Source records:
## BEGIN

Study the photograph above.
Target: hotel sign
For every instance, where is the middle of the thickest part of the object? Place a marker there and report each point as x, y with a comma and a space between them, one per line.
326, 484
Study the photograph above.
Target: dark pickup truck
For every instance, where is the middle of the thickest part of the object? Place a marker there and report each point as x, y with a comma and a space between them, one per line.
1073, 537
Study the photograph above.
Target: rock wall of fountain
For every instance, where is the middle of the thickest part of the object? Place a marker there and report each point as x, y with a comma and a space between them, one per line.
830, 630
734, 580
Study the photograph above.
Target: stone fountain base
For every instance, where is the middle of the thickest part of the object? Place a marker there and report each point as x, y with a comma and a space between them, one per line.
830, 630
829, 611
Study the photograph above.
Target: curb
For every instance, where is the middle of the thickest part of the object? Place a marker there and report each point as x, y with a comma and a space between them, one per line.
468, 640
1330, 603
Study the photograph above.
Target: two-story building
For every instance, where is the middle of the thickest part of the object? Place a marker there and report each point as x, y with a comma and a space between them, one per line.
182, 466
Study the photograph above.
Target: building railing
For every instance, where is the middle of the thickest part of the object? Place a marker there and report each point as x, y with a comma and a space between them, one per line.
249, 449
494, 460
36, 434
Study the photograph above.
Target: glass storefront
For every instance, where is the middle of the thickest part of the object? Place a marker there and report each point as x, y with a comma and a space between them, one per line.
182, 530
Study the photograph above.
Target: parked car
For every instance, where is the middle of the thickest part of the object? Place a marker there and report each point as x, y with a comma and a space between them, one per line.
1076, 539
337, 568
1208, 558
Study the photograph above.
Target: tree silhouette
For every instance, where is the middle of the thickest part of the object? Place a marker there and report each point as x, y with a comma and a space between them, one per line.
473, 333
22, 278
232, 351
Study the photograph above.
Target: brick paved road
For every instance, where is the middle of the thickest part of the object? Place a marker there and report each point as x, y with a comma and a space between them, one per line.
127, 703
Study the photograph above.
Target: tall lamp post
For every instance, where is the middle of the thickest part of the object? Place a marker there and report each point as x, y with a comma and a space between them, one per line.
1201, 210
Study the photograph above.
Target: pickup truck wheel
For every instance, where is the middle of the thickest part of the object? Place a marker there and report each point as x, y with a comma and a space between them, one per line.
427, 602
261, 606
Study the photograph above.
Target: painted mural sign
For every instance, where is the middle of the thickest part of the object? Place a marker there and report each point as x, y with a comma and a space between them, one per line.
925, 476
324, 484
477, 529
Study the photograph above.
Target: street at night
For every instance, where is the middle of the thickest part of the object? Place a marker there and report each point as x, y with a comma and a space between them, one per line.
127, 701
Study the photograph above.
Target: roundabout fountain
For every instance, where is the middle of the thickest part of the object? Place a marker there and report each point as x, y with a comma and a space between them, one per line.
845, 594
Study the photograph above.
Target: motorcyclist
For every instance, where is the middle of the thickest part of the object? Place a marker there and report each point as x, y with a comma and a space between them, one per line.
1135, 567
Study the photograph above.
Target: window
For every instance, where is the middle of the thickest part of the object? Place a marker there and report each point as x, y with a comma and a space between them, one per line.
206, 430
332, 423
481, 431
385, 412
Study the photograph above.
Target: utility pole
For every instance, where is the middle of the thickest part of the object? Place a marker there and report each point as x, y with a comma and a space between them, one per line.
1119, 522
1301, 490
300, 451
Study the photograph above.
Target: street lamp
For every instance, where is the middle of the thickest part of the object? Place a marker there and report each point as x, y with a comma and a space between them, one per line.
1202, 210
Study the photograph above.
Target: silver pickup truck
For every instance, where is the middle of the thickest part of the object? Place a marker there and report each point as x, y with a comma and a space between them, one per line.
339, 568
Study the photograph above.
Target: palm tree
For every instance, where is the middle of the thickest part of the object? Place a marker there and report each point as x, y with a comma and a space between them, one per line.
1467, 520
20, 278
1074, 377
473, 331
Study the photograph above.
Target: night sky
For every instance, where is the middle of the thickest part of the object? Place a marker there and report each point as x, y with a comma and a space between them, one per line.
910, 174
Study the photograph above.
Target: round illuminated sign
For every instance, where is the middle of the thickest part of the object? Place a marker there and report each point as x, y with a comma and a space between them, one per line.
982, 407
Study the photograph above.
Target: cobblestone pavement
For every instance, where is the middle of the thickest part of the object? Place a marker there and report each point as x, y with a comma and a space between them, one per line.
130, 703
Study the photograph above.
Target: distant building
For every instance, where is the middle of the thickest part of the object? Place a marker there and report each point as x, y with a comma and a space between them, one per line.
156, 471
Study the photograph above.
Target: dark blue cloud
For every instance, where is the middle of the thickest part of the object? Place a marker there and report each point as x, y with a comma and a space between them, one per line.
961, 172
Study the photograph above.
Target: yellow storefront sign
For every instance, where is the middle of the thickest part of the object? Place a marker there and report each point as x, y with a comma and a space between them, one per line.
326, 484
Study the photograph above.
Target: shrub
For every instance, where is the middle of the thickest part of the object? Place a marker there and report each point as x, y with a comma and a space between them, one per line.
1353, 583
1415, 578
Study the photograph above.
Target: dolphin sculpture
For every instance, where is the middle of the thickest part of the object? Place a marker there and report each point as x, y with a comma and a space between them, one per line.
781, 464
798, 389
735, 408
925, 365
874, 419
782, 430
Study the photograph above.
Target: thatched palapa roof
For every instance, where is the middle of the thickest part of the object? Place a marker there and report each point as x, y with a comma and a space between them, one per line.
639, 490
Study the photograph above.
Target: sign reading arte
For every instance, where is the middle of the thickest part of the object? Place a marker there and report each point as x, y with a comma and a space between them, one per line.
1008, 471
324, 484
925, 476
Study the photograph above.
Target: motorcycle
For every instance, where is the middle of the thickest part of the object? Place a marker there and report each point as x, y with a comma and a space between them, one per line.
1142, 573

## END

» **Exercise**: Locate every line above that contains the word "dark" and copy each one in full.

» **Answer to the problem**:
Target: dark pickup truck
Target: dark blue cloud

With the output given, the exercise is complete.